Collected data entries
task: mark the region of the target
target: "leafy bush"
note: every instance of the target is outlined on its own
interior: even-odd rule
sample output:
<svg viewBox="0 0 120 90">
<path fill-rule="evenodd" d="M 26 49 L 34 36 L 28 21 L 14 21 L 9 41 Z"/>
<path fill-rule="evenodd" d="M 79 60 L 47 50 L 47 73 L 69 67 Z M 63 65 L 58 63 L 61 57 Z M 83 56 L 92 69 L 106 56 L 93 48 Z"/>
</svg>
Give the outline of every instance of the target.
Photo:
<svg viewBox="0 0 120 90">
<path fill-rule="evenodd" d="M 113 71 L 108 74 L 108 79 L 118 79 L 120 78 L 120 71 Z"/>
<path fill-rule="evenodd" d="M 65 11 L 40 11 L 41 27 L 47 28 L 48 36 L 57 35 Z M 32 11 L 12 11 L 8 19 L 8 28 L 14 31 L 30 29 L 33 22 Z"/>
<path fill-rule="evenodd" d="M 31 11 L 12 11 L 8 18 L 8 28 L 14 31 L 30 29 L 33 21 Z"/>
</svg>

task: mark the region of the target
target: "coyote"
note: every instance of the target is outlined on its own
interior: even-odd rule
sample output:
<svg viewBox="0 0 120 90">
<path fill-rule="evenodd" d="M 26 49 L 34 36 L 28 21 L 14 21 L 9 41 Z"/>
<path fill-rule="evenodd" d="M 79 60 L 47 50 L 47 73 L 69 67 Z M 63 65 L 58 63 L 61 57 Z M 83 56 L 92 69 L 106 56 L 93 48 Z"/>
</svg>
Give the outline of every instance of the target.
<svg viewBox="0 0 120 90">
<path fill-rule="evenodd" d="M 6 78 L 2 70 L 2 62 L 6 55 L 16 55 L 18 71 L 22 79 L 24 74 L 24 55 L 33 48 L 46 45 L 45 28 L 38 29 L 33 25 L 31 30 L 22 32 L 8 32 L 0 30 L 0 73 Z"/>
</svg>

## Exercise
I need each of the entries above printed again exactly.

## Answer to this task
task: mark the region of the target
target: "leafy bush"
note: every instance of the target is outlined on its own
interior: even-odd rule
sample output:
<svg viewBox="0 0 120 90">
<path fill-rule="evenodd" d="M 26 49 L 34 36 L 28 21 L 14 21 L 9 41 Z"/>
<path fill-rule="evenodd" d="M 79 60 L 47 50 L 47 73 L 69 67 Z M 63 65 L 58 63 L 61 57 Z M 83 56 L 92 69 L 106 56 L 93 48 Z"/>
</svg>
Give the outline of every instance of the target.
Photo:
<svg viewBox="0 0 120 90">
<path fill-rule="evenodd" d="M 113 71 L 108 74 L 108 79 L 118 79 L 120 78 L 120 71 Z"/>
<path fill-rule="evenodd" d="M 65 11 L 40 11 L 41 27 L 47 28 L 48 36 L 57 35 Z M 32 11 L 12 11 L 8 19 L 8 28 L 14 31 L 30 29 L 33 22 Z"/>
<path fill-rule="evenodd" d="M 31 11 L 12 11 L 8 18 L 8 28 L 14 31 L 30 29 L 33 21 Z"/>
</svg>

task: mark the region of the target
target: "coyote"
note: every instance of the target is outlined on its own
interior: even-odd rule
sample output:
<svg viewBox="0 0 120 90">
<path fill-rule="evenodd" d="M 26 49 L 34 36 L 28 21 L 14 21 L 9 41 Z"/>
<path fill-rule="evenodd" d="M 79 60 L 47 50 L 47 73 L 69 67 Z M 63 65 L 58 63 L 61 57 Z M 83 56 L 92 69 L 106 56 L 93 48 Z"/>
</svg>
Give the outline of every instance of the target.
<svg viewBox="0 0 120 90">
<path fill-rule="evenodd" d="M 6 78 L 2 70 L 2 62 L 6 55 L 16 55 L 18 71 L 22 79 L 24 74 L 24 55 L 33 48 L 46 45 L 45 28 L 38 29 L 33 25 L 31 30 L 22 32 L 8 32 L 0 30 L 0 73 Z"/>
</svg>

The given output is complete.